» **DATA FOR ANALYSIS**:
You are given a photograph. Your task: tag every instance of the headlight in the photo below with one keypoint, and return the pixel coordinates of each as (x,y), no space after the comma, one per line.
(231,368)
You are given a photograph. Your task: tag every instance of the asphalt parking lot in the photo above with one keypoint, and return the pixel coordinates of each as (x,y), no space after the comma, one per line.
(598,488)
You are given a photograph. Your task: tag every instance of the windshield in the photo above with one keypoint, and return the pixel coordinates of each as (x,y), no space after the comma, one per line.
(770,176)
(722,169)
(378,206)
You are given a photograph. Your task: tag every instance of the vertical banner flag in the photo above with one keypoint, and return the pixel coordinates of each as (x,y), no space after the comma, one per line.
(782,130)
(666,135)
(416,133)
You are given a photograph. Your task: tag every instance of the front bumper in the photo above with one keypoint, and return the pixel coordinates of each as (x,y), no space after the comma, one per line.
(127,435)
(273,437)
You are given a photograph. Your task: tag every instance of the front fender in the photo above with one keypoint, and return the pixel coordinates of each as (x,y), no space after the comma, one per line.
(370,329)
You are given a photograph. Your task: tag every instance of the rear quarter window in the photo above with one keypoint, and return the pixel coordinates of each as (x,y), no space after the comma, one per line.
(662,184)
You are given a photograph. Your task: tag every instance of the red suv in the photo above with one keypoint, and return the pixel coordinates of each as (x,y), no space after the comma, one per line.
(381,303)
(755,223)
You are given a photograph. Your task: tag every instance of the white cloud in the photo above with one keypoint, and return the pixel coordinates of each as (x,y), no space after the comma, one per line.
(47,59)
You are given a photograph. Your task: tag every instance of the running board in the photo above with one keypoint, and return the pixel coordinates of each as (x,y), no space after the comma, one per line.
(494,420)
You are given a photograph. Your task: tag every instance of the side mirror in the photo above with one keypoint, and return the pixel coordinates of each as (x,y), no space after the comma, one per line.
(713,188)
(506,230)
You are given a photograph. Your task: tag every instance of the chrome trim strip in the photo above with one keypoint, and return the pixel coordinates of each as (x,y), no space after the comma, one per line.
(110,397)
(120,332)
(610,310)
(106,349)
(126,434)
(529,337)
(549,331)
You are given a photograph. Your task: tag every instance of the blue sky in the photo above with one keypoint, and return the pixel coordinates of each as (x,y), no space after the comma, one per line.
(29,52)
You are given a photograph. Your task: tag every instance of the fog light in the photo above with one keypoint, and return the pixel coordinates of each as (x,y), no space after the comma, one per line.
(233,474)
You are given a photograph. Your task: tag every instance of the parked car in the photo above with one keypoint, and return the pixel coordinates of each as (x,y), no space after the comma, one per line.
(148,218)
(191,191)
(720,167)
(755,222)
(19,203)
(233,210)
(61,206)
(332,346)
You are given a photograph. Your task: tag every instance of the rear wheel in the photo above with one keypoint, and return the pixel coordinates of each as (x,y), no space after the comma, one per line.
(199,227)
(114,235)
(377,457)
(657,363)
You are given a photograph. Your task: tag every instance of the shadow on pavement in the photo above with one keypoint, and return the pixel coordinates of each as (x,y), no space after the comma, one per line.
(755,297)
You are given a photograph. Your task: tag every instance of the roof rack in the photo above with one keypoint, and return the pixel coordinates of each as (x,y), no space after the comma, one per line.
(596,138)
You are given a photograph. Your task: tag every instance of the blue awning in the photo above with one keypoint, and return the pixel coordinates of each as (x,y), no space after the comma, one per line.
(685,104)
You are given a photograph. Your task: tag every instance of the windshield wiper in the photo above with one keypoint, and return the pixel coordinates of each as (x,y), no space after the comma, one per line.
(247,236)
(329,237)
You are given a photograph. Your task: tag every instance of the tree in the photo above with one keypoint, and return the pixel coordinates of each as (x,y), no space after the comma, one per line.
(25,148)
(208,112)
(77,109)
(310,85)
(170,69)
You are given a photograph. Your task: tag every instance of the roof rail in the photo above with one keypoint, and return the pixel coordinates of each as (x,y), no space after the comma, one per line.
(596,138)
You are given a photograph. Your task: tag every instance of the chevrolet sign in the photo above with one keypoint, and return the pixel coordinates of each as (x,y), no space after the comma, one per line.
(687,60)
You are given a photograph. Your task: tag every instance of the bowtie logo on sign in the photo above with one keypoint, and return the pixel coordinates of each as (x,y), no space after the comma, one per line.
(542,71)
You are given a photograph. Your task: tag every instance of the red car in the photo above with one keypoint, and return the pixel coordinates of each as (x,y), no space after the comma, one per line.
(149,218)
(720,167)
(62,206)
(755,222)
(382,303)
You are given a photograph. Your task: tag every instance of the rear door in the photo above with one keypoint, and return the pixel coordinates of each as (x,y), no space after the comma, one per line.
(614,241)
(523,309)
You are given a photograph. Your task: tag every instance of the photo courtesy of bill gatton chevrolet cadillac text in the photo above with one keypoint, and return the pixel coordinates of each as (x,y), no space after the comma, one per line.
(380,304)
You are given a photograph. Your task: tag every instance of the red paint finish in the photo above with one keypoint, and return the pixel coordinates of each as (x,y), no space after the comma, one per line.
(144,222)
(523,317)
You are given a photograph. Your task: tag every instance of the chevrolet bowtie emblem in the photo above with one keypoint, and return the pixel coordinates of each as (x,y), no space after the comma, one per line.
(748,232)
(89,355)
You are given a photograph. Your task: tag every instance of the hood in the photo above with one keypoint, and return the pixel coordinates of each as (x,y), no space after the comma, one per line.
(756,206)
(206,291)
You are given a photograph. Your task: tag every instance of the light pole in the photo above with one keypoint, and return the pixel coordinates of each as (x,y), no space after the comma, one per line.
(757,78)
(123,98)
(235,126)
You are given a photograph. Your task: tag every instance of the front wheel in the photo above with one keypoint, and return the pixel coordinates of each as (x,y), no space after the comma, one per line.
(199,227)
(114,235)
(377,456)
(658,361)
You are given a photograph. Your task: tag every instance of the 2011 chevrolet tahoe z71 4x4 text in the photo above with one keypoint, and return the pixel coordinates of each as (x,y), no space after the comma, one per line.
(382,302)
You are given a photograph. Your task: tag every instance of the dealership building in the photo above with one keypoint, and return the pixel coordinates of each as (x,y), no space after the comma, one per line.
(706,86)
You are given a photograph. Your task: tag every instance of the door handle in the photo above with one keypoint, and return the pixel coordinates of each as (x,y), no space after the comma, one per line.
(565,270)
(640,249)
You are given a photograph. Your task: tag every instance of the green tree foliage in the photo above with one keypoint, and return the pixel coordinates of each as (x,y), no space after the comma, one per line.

» **TO DO**:
Copy the data above in full, exactly as it reads.

» **ANSWER SPACE**:
You are given a photograph. Your task: tag every instance of the headlight in the photo below with one keypoint, and return the pixel coordinates of each as (x,y), no space after the comma, one per line.
(231,368)
You are given a photograph. Your task: tag every instance of the asphalt parking lot in the photo above with one keypoint, and return the pixel coordinates of each as (x,y), no space after the comma, one per line.
(598,488)
You are given a photograph. Your task: tag every instance of the windshield in the photo above with one keypoint, and return the pixel coordinates of each as (x,y), no space after the comma, one per line.
(770,176)
(722,169)
(378,206)
You are given a photograph. Your task: tag every instance of the vertical banner flag in the photo above with one keypoint, and return the pixel coordinates of each as (x,y), no space after the comma, one per line.
(782,130)
(666,135)
(416,133)
You are given a photograph. Your task: tag every instance of the front bumper in the photo above with one keypoint, and return the pixel coordinates of each as (x,y), no space after the comma, one per line.
(127,435)
(273,437)
You are given a photograph. Your task: tag every instance of the front fender in the photo above with one keypoint, and return the pixel coordinates of each as (x,y), no space after the comma, one per line.
(370,329)
You are given a photograph. Your task: tag every instance of the rear quarter window in the photo above with one keypoint, and return the pixel coordinates of each as (x,y), no space after the comma, one per line.
(662,184)
You are given a photograph. Your task: tag every instance of the red suv in the photo above with one keypoint, and return the pixel coordinates of each as (x,y), no space after the comma, one per line.
(381,303)
(755,223)
You are given a photograph. Your task: tag every instance of the white cloud in the photo above with one keypoint, and return the pixel coordinates of each as (x,y), no space after the comma, one per line.
(47,59)
You are given a photograph. Your task: tag every instance of the running board in the photo above with one keypoint, and return the pixel coordinates of each as (x,y), no space after the comma, one per line.
(494,420)
You are given a photograph. Your task: tag every instance of the side mirror in the photo above with one keypoint, and return the pixel coordinates of each as (x,y), no space after the comma, one per line.
(713,188)
(506,230)
You are given a photograph. Your task: tag every instance of the chrome trim strip in the photo above with one keypoint, and return the pixel coordinates of each as (x,y), no space after the comma, one per line.
(110,397)
(120,332)
(610,310)
(106,349)
(126,434)
(529,337)
(549,331)
You are given a photograph. Your task: tag every instance of the blue sky in the photo above with one keypoint, and return the pixel coordinates of each as (x,y), no space after the comma, one per line.
(29,52)
You are given a photograph. Your task: tag every instance of the fog light in the photo above with one keypoint, and return the pixel coordinates of each as (x,y), no space after the comma, one per line.
(233,474)
You are given a photograph. Your task: tag every instance of the parked car in the photo above with one keypoint, and return the pixel coordinates of each as (x,y), no space after the comma, one per line.
(148,218)
(191,191)
(720,167)
(755,222)
(19,203)
(233,210)
(61,206)
(332,346)
You are given a photograph. Your task: tag every instance of the rear wheel in the photo above with one keypoint, and return the pixel coordinates of each as (x,y), no space after the comma, one per line.
(199,227)
(114,235)
(377,457)
(657,363)
You are given a photograph. Your task: tag every instance of the shadow on pavement in the photo above with one keypoint, and return the pixel coordinates of each as (x,y), no space after the comma, one per line.
(755,297)
You are given a photograph. Your task: tag every instance of the roof rack in the photo above with one keypoint, and return the pixel coordinates of each as (x,y), no space after the comma, one per line.
(596,138)
You are given a photograph. Your task: tag every instance of the blue awning in the photo above with one keypoint, and return the pixel coordinates of each as (x,y), no space after the comma, one per line.
(685,104)
You are given a photograph. Your task: tag every instance of the windshield wiper in the photo above with one keypoint, and return the pixel coordinates of each as (x,y), no space after the comma, one per line.
(247,236)
(329,237)
You are given a photograph. Your task: tag every instance of the tree in the photo above with one keypoint, and return the pixel coordinates of each as (x,y), no space after the comma, one per line.
(25,148)
(208,112)
(77,109)
(310,85)
(170,69)
You are given a photograph. Your task: tag every instance of the roof rail in the photo above with one keypoint, and return the pixel coordinates of each as (x,y), no space after the comma, one per line.
(596,138)
You are given a photograph. Your task: tag every instance of the chevrolet sign in the photo above with one keypoint, and return the pixel coordinates of each as (x,y), no space after the comma, one per line.
(687,60)
You are given a photograph. Your task: tag every instance of the bowtie logo on sign in the photo above with one keypoint, and return the pixel coordinates of each as (x,y), no space after the comma, one per line.
(542,71)
You are given a photograph. Your task: tag every instance of the red car in the photo above with one keypoint, and return the pixel coordinates of each as (x,y), no space after the comma, one per line.
(149,218)
(720,167)
(62,206)
(755,222)
(382,303)
You are given a photograph. Your task: tag every instance of the rear door in the photo above with one keypoint, and return the pixel coordinates of each as (x,y), no space after the comma, one per line.
(614,241)
(523,309)
You are given a photograph. Your task: tag every instance of the photo courtesy of bill gatton chevrolet cadillac text in the photo above with one keypoint, and return the pixel coordinates of each as (x,y), no space after the comma, one per line.
(380,304)
You are given a photograph. Your task: tag every instance of the red paint finish in the photo above with one keypoint, and return the pixel coordinates of each as (x,y), no space after the comma, one per line.
(144,222)
(523,317)
You are given a photograph. Your task: tag every instance of the chevrolet bowtie emblem in the photo above with one keypoint, and return the pixel coordinates of each as (x,y), no space after the comma, one per line.
(748,232)
(89,355)
You are given a photograph. Your task: tag every instance of the hood in the photo above with one keypoint, and return the pixel coordinates of each as (x,y), no space after the comma, one per line.
(756,206)
(206,291)
You are given a photograph. Your task: tag every instance of the light pole in the photo above with one keypoint, and return the pixel coordinates of each as (x,y), no space after the comma, one per line.
(757,78)
(123,98)
(235,126)
You are given a photograph. Your task: tag every instance of the front wheel in the photo above with one keypoint, and return the pixel coordinates of each as (x,y), no space after the comma, one per line.
(199,227)
(114,235)
(377,456)
(658,361)
You are given a photograph. Your task: tag every instance of the 2011 chevrolet tahoe z71 4x4 text in the photo above with one keypoint, and return the pixel coordinates of each as (x,y), no space after the comma, one per line.
(382,302)
You are given a photograph. Your task: tag every instance of the dealership building in the photo above with one keypoint, and return the pixel coordinates of each as (x,y), no space after the comma, one per line.
(706,86)
You are given a photograph. Your task: tag every instance of the door handle in the photo above with one keypoint, and return the pixel coordinates of each as (x,y), no space after the comma, one per line.
(565,270)
(640,249)
You are given a photograph. Your task: tag every instance of the green tree foliage in the photo above with one keypoint, and return the pixel coordinates of each as (x,y), no space after the comma, one per line.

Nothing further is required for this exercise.